Entries taken from a dataset
════════════════

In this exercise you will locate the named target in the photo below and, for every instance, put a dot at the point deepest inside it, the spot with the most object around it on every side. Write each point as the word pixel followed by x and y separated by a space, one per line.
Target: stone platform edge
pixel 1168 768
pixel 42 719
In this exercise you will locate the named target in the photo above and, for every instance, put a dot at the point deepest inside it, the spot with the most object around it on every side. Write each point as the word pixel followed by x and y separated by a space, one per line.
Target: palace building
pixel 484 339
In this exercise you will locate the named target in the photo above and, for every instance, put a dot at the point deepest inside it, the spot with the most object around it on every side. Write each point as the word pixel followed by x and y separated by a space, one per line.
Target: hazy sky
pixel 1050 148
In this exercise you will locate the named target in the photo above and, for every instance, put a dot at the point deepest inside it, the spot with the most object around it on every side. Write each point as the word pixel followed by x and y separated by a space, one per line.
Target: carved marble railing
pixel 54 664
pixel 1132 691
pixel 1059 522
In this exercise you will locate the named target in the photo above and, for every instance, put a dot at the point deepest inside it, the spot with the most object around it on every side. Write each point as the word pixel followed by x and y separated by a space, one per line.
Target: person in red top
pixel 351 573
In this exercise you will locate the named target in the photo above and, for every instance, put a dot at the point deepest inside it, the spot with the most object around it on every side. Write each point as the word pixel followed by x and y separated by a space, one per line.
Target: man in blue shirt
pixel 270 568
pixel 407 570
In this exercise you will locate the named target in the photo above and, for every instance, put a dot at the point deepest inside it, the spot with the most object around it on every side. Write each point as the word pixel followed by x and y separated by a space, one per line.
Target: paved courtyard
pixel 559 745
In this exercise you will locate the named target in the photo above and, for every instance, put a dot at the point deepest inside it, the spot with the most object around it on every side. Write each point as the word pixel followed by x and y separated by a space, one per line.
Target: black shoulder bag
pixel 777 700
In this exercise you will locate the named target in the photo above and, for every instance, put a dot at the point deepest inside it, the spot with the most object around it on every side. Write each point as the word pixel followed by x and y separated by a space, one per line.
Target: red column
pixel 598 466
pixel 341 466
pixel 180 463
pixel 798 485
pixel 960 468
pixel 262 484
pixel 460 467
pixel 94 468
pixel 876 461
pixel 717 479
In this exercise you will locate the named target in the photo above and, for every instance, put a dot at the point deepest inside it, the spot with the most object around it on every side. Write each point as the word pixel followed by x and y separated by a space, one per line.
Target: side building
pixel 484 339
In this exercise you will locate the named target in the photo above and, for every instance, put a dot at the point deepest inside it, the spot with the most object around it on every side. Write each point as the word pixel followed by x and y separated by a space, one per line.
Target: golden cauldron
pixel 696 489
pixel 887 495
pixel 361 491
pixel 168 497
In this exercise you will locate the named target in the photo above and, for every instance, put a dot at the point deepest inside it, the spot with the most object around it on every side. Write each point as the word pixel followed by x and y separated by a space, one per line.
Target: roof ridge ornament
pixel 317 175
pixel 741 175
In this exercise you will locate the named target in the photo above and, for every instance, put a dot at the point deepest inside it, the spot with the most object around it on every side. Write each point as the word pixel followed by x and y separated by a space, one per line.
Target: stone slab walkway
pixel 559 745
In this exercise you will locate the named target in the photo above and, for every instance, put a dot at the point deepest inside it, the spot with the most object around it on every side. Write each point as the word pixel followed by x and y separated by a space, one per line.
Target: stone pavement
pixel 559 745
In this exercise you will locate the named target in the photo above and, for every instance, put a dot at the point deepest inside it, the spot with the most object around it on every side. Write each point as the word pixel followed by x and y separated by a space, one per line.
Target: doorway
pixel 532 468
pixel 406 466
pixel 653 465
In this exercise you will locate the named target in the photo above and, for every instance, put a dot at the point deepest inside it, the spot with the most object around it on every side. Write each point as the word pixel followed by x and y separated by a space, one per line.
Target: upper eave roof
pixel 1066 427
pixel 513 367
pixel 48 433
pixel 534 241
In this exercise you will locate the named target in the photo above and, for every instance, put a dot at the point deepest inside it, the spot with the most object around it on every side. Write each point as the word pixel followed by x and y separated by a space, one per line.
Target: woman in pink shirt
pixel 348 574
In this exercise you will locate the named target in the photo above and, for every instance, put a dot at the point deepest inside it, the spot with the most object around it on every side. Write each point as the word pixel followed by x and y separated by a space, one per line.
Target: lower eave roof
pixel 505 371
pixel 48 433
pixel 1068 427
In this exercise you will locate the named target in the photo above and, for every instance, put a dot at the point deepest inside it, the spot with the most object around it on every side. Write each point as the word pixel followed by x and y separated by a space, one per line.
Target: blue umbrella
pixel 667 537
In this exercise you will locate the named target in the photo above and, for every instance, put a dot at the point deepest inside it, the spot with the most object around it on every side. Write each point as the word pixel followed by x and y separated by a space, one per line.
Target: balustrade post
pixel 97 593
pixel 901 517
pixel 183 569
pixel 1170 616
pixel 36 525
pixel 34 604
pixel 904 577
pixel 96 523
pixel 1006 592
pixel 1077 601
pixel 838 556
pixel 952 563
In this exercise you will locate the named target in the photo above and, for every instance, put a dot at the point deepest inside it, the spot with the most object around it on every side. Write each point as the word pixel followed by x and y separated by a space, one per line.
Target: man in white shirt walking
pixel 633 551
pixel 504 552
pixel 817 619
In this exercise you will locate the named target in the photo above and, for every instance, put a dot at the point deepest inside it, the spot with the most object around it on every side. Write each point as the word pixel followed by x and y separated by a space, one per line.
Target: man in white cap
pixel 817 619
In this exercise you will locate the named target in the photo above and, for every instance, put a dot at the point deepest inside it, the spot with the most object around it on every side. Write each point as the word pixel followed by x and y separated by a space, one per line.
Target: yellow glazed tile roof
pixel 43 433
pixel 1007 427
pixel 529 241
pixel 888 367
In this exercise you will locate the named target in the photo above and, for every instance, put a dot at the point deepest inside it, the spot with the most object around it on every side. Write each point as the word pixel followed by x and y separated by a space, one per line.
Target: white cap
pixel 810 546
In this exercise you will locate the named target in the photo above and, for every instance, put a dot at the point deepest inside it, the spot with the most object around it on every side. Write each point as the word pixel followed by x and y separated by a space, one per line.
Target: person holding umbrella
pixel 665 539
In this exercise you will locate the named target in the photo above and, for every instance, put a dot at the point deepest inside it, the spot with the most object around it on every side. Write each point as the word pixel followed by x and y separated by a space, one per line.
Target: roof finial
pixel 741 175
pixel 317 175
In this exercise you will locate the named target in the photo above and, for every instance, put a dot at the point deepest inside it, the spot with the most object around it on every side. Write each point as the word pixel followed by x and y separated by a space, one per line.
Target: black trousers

════════════════

▸ **PROBLEM REQUIREMENTS**
Reproduce all of the records above word for word.

▸ **TASK SOLUTION**
In this exercise you will locate the named target in the photo below and, for every instance, put a dot at the point deepest inside it, the spot with the most object around it on every side. Write each point as the word pixel followed by x and y separated by a space, one per line.
Target: stone platform edge
pixel 1168 768
pixel 42 719
In this exercise you will locate the named target in the photo above and, for every instance, put a dot at the point deepest inside it, the spot with the most object around it on every side. Write each point as the word pixel followed by x and y separated by a space, one per line.
Target: palace building
pixel 484 339
In this exercise you will locate the named target in the photo above and, for every instance, put a dot at the point deepest inside it, the spot with the most object around it on every side. Write each point as the word pixel followed by x and y separated by a space, one per line.
Target: hazy sky
pixel 1050 148
In this exercise you will locate the named target in the photo above and, for every instance, put a dot at the point deepest inside it, the spot with the most object around it on every side. Write each point as the word pixel followed by x and y separated by a space, one per line.
Target: carved marble railing
pixel 54 664
pixel 1132 691
pixel 1059 522
In this exercise you will locate the named target in the photo above and, for every instance, put a dot at the point deepest inside it, the spot with the most object around it on every side. Write each point as the word pixel followed by x and y separated by a space, one per line.
Target: person in red top
pixel 351 573
In this exercise you will locate the named target in the photo above and, for every instance, put a dot at the point deepest inside it, the spot with the most object around it on every side. Write each point as the word pixel followed by x and y separated by a space, one per line.
Target: man in blue shirt
pixel 270 568
pixel 407 570
In this exercise you will locate the named target in the photo above and, for every instance, put a dot at the point deepest inside it, the spot with the most object around it on every side. Write each point as the word pixel followed by x and y separated by a space, one per line.
Target: paved courtyard
pixel 559 745
In this exercise you will locate the named target in the photo above and, for every instance, put a dot at the point deepest inside it, the spot with the most object around it on every side. Write each point as the word pixel followed by x and y separated by a space, one per line.
Target: black shoulder bag
pixel 777 700
In this exercise you will locate the named target in the photo above and, for every instance, put a dot at the point deepest inside it, the spot with the most object around it on every side. Write each point as the word pixel followed by x and y separated by a space, one per line.
Target: red column
pixel 598 466
pixel 341 466
pixel 180 463
pixel 798 485
pixel 960 468
pixel 262 484
pixel 460 467
pixel 94 468
pixel 876 461
pixel 717 479
In this exercise you will locate the named target in the photo above and, for every instance, put a dot at the point deepest inside it, the spot with the most object around it on every side. Write each point as the word pixel followed by x and y separated by a space, one per line.
Target: side building
pixel 484 339
In this exercise you will locate the named target in the photo above and, for every instance, put a dot at the point deepest inside it, the spot with the most object around it on every side. Write each point as the word pixel followed by x and y separated by a space, one per line.
Target: golden cauldron
pixel 696 489
pixel 887 495
pixel 361 491
pixel 168 497
In this exercise you will locate the named target in the photo above and, for every instance, put a dot at the point deepest inside it, the spot with the most object around it on every side. Write each point as the word pixel followed by x and y separated by a space, one per line.
Target: roof ridge ornament
pixel 317 175
pixel 741 175
In this exercise you will locate the named target in the photo above and, for every instance, put a dot at the point deepest inside it, the spot with the most object around it on every side. Write each point as the word pixel followed by x and y separated by a space, one per line.
Target: stone slab walkway
pixel 559 745
In this exercise you will locate the named target in the photo above and, for every instance, put a dot at the point deepest inside it, the spot with the most object around it on every side. Write each point as the word pixel followed by x and y separated by a space, one per line.
Target: stone pavement
pixel 559 745
In this exercise you will locate the named target in the photo above and, for every instance, put a dot at the point deepest inside it, the spot with the most object around it on every side. Write each point as the word pixel followed by x and y separated by a space, one per line.
Target: doorway
pixel 532 468
pixel 406 466
pixel 653 465
In this exercise you will locate the named target in the photo above and, for every instance, put a dot at the point deepest inside it, the spot with the most object around it on every side. Write each point as the word pixel followed by x and y separated by a space, one per line.
Target: upper eave roof
pixel 1066 427
pixel 513 367
pixel 48 433
pixel 534 241
In this exercise you will locate the named target in the photo above and, for every instance, put a dot at the point deepest inside it, the spot with the most object around it on every side. Write each point as the word pixel followed by x and y separated by a space, one per line.
Target: woman in pink shirt
pixel 348 574
In this exercise you will locate the named target in the photo above and, for every instance, put a dot at the point deepest inside it, the spot with the most object around it on every side. Write each point as the word pixel followed by x and y separated by a space, one per line.
Target: lower eave roof
pixel 505 371
pixel 48 433
pixel 1068 427
In this exercise you will locate the named target in the photo above and, for every instance, put a dot at the point deepest inside it, the spot with the most object around it on every side. Write each point as the word pixel followed by x and y separated by a space, one per line.
Target: blue umbrella
pixel 667 537
In this exercise you will locate the named target in the photo above and, for every instance, put a dot at the point deepest inside it, the spot with the most object around it on every side. Write each point as the word pixel followed by x and y separated by a space, one per line.
Target: balustrade post
pixel 97 593
pixel 901 517
pixel 183 569
pixel 1170 616
pixel 36 525
pixel 34 604
pixel 904 577
pixel 96 523
pixel 1006 592
pixel 1077 601
pixel 838 556
pixel 952 563
In this exercise you will locate the named target in the photo above and, for every instance, put a dot at the point deepest inside it, the spot with the most object around it on every side. Write each point as the word pixel followed by x and y separated by a space, one per line.
Target: man in white shirt walking
pixel 633 551
pixel 504 552
pixel 817 619
In this exercise you will locate the named target in the photo above and, for every instance, put a dot at the point deepest inside it, the spot with the most object around it on every side. Write each point as the word pixel followed by x and y separated by a space, one per line.
Target: man in white cap
pixel 817 619
In this exercise you will locate the named target in the photo above and, for every instance, put a dot at the point deepest inside it, the spot with the most object around it on every side. Write each point as the word pixel followed by x and y separated by a space, one per line.
Target: yellow glazed tile roof
pixel 43 433
pixel 1007 427
pixel 529 241
pixel 888 367
In this exercise you will locate the named target in the photo above and, for every instance, put a dot at the point deepest inside it, the spot with the most object around it on every side. Write each point as the word pixel followed by x and y separated by a space, one per line.
Target: white cap
pixel 810 546
In this exercise you will locate the named target in the photo above and, for every instance, put a dot at the point deepest inside it, the spot with the most object around it on every side. Write each point as the word pixel followed by x and y separated by a space, one per line.
Target: person holding umbrella
pixel 665 539
In this exercise you will locate the named target in the photo above and, for every instance, put a dot at the point deepest inside it, the spot with the most object around it on every side. Write each point as the word pixel followed by x and y separated by a space, one per line.
Target: roof finial
pixel 741 175
pixel 317 175
In this exercise you will locate the named target in the photo above and, for every instance, put a dot at the point deepest inside it, the spot with the most object around it on every side. Write each point as the word pixel followed by x and y separated by a space, one per line.
Target: black trousers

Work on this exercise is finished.